>> Start GIVEN ENTRIES

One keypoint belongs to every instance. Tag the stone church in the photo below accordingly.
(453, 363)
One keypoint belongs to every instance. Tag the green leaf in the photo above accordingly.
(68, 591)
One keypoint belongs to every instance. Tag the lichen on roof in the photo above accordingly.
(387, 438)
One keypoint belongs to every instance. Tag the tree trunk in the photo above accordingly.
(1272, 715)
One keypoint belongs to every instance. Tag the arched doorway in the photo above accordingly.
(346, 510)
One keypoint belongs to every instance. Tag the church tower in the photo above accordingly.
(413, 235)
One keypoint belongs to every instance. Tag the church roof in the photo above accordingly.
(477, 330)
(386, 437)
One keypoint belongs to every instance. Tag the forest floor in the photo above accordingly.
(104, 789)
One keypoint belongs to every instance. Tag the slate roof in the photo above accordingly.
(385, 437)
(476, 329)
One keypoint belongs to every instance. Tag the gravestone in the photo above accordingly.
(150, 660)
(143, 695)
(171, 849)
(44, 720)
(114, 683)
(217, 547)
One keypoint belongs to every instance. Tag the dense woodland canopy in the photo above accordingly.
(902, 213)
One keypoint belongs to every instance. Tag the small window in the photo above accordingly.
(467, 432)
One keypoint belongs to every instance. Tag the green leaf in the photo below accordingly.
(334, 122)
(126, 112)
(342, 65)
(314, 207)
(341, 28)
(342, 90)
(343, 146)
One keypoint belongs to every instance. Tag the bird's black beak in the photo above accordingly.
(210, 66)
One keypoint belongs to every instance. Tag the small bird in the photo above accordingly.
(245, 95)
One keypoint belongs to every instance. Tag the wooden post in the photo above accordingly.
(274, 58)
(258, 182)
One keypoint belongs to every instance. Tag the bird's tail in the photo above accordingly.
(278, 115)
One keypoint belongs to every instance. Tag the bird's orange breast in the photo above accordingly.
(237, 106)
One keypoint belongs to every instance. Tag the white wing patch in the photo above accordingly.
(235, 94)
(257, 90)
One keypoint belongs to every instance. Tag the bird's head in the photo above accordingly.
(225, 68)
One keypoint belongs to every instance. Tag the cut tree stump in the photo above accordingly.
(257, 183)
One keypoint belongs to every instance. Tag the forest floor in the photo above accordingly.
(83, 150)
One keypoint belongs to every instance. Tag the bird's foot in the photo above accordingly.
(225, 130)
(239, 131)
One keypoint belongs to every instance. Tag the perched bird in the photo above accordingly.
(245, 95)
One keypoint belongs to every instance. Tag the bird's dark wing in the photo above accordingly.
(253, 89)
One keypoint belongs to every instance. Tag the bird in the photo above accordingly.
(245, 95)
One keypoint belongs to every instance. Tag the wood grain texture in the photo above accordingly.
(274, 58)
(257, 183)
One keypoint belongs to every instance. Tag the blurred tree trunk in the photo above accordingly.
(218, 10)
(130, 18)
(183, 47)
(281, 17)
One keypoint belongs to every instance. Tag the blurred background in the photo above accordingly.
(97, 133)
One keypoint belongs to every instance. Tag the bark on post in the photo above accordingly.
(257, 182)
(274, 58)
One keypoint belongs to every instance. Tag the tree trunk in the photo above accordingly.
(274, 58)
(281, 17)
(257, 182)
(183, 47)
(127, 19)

>> End GIVEN ENTRIES

YOUR INSTRUCTIONS
Copy the data from its first line through the line that contains "(1272, 715)", changing "keypoint" to "marker" and leaving everything else as it is.

ANSWER BELOW
One marker belongs to every instance. Tag the stone church in the photo below accordingly.
(453, 363)
One marker belongs to every instance. Tag the green leaf in the photo above accordingly.
(68, 591)
One marker belongs to every instance. Tag the lichen on roof in the photo above accordingly.
(387, 438)
One marker belongs to every instance. Tag the tree trunk in the photo above accordingly.
(1272, 715)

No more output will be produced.